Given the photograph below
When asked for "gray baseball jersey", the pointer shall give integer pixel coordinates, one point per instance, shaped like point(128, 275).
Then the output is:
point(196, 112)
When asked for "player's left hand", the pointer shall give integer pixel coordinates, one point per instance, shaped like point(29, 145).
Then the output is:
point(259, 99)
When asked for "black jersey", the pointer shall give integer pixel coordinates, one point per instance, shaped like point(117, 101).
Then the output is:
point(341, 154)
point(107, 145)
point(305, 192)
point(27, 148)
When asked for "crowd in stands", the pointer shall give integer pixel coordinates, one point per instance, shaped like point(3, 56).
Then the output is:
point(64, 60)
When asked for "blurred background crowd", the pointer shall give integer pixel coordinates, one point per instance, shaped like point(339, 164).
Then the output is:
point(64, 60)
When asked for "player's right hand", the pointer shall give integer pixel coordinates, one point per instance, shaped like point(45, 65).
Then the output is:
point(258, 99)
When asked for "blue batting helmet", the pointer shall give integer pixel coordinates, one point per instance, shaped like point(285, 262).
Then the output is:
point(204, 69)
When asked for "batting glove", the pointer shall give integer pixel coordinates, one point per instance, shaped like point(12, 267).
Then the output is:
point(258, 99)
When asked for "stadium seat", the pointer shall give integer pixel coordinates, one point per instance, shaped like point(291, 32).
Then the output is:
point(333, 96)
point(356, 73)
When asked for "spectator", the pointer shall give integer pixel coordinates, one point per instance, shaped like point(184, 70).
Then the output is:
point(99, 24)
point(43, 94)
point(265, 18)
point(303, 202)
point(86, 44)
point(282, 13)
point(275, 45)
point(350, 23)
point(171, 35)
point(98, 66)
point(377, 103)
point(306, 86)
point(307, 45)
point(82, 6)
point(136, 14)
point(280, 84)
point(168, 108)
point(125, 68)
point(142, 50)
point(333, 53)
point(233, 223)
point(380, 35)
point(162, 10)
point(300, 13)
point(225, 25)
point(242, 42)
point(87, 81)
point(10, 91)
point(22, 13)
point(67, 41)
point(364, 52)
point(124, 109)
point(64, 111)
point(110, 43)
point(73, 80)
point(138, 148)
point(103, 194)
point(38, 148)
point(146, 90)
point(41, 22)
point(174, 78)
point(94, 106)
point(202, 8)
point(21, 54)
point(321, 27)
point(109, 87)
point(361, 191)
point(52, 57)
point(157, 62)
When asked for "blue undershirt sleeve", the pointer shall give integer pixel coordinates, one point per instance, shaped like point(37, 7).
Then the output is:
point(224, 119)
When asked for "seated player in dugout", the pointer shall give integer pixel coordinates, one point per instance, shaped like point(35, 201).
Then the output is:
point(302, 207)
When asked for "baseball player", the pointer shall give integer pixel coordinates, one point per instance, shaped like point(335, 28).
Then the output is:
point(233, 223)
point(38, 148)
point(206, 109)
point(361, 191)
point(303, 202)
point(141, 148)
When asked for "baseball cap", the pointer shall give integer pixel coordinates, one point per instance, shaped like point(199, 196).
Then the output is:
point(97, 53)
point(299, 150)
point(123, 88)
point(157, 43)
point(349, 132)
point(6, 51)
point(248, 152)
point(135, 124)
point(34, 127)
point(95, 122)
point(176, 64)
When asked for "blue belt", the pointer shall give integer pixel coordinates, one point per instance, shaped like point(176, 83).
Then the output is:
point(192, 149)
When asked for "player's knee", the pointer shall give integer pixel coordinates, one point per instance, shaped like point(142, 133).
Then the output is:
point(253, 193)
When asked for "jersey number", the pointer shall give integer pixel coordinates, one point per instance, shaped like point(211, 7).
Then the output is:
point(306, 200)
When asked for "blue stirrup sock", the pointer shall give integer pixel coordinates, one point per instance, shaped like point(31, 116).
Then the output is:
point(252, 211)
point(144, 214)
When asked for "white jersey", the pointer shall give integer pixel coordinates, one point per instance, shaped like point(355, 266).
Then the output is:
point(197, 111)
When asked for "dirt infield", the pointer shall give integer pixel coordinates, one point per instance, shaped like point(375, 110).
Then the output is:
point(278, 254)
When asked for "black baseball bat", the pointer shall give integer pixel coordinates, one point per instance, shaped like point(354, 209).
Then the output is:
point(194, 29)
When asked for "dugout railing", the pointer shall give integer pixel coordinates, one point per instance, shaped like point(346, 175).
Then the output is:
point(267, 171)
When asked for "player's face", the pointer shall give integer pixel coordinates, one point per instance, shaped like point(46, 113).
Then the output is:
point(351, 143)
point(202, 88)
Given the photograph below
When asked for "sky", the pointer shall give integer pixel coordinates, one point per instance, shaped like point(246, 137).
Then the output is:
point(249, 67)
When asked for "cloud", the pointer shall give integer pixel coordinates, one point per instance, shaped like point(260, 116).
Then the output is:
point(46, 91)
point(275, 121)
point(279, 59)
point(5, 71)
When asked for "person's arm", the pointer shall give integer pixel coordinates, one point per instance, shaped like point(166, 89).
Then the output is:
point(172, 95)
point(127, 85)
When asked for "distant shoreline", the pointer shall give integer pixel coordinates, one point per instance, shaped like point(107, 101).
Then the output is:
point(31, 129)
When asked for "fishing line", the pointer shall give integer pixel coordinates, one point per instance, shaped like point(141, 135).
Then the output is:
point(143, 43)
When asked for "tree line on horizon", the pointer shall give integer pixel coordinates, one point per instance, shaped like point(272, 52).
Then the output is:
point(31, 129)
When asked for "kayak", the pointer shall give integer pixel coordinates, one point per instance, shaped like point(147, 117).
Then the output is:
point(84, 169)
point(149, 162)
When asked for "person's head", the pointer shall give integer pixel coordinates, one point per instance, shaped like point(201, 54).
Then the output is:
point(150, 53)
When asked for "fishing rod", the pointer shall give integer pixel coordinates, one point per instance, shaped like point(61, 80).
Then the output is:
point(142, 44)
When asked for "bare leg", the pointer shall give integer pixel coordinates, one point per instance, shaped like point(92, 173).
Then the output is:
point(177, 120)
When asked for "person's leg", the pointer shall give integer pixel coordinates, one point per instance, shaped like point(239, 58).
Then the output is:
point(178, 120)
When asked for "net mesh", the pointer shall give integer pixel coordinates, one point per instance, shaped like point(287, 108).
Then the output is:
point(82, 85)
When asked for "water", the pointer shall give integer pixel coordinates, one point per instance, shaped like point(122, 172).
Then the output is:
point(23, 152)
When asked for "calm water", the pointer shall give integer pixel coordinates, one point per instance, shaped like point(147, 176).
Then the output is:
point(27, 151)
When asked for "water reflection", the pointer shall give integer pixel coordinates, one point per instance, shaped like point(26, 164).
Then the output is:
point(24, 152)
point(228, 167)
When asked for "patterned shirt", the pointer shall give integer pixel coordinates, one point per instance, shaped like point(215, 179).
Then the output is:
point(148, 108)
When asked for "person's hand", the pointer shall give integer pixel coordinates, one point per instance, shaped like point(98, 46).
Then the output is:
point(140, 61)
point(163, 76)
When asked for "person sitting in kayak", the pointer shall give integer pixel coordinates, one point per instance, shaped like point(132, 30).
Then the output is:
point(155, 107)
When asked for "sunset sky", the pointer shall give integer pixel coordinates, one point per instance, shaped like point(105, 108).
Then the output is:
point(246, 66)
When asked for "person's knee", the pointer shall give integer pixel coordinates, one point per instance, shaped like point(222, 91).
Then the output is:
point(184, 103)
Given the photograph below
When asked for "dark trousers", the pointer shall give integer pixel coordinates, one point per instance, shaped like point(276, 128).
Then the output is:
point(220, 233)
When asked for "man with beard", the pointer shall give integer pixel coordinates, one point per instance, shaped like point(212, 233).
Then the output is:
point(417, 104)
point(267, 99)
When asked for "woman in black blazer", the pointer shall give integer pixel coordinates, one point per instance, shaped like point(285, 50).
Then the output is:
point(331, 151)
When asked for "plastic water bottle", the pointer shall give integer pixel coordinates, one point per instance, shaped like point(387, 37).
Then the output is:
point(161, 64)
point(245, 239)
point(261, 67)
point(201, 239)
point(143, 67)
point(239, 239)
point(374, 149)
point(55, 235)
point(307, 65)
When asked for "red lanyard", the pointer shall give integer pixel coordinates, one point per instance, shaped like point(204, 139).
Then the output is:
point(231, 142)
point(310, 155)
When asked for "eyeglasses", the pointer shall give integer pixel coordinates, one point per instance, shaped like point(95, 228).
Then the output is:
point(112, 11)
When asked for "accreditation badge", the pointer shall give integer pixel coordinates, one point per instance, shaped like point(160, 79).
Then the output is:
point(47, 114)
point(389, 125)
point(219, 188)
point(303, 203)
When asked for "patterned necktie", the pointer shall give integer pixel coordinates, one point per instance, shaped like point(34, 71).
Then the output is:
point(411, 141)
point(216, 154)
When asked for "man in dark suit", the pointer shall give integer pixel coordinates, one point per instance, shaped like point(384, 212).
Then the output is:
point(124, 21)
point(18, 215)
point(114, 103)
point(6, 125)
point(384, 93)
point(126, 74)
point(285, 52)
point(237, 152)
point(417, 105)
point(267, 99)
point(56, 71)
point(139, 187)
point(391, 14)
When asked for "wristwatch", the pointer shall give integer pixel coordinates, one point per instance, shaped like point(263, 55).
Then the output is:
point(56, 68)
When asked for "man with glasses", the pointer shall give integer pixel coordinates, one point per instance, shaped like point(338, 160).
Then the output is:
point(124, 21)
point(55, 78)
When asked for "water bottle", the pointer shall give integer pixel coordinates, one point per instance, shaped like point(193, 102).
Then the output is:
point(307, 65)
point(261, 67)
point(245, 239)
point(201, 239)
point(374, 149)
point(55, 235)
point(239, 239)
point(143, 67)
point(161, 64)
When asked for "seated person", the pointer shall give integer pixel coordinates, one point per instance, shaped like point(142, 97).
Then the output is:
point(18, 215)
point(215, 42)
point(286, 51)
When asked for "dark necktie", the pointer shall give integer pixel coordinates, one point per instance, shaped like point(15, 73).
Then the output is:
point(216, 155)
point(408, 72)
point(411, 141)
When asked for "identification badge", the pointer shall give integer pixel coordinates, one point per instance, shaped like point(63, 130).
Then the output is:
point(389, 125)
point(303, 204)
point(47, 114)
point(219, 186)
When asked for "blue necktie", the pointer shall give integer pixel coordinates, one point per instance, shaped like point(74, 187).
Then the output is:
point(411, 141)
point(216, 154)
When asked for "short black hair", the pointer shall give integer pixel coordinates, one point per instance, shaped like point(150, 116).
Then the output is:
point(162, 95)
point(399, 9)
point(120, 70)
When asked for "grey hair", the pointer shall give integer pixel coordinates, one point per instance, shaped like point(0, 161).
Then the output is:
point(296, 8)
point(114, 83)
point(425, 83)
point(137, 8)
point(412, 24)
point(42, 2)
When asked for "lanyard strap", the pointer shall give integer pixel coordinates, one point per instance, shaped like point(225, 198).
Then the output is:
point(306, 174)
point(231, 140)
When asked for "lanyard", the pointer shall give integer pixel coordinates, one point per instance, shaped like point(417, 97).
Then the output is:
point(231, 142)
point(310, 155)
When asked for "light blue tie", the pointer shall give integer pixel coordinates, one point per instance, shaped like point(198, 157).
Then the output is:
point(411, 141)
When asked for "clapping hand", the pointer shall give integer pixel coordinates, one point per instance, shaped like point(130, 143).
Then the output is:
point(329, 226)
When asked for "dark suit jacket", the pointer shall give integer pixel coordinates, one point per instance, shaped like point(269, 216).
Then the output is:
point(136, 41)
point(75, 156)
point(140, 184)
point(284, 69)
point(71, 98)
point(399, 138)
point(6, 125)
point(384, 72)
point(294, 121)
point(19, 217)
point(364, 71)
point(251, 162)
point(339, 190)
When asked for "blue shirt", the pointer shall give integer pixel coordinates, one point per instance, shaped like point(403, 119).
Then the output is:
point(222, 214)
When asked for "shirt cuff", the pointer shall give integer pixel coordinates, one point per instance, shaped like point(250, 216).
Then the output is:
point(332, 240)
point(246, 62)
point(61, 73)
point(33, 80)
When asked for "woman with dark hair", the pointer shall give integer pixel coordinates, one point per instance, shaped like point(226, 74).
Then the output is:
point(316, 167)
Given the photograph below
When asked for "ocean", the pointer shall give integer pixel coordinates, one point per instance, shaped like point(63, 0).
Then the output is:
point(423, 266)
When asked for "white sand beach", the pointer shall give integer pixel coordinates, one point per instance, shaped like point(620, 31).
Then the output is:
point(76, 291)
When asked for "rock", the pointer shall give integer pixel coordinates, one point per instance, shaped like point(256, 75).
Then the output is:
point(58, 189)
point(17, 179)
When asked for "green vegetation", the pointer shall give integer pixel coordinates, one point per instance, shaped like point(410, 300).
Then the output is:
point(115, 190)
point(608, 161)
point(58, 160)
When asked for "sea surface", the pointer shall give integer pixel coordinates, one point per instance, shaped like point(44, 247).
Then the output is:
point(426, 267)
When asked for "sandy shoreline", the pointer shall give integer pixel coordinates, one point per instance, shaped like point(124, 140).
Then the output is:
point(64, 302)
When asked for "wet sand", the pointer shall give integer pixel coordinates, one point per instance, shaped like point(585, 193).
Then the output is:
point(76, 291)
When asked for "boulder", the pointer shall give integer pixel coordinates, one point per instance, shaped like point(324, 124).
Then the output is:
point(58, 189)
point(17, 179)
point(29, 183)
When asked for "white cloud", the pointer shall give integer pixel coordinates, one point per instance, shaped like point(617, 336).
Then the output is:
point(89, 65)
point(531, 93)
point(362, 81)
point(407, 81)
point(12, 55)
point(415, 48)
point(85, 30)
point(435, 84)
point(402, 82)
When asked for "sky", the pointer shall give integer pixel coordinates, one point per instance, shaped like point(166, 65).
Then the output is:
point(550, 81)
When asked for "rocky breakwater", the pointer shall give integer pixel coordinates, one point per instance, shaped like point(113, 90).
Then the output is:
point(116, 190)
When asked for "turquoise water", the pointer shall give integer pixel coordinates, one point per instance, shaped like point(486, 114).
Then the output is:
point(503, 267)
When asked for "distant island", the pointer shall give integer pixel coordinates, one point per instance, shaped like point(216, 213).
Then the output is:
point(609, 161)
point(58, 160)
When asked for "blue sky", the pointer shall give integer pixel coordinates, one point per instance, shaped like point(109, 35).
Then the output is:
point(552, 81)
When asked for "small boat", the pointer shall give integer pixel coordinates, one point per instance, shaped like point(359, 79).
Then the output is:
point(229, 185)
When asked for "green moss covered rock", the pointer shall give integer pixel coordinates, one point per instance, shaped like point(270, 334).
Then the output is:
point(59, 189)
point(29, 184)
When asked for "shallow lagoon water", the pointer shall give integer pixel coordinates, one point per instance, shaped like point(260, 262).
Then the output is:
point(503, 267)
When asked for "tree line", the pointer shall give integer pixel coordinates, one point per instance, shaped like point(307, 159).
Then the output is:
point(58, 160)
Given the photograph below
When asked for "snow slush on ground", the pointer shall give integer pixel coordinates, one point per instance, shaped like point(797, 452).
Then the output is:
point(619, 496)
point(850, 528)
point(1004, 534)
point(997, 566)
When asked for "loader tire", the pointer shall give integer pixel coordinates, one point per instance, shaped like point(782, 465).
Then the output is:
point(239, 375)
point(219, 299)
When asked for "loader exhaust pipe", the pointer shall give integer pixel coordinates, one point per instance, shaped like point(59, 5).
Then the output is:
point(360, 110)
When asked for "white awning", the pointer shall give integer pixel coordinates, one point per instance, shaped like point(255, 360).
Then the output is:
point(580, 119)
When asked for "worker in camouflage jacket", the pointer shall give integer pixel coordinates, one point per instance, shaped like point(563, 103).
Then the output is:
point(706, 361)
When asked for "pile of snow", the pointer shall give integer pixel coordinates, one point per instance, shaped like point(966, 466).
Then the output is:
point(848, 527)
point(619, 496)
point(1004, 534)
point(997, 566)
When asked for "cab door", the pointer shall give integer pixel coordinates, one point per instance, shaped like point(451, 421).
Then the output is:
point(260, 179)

• Work to do: Please rewrite the records starting at the line that contains "like point(222, 91)." and ending at the line that contains "point(220, 233)", requests included. Move each coordinate in the answers by adding 39 to it.

• Exercise solution:
When asked for "person's knee", the pointer shall give integer pixel coordinates, one point per instance, shaped like point(222, 91).
Then the output is:
point(223, 142)
Given the photograph below
When asked for "dark trousers", the pointer shall give integer pixel coordinates, one point per instance, shaped like point(276, 128).
Then the output is:
point(259, 272)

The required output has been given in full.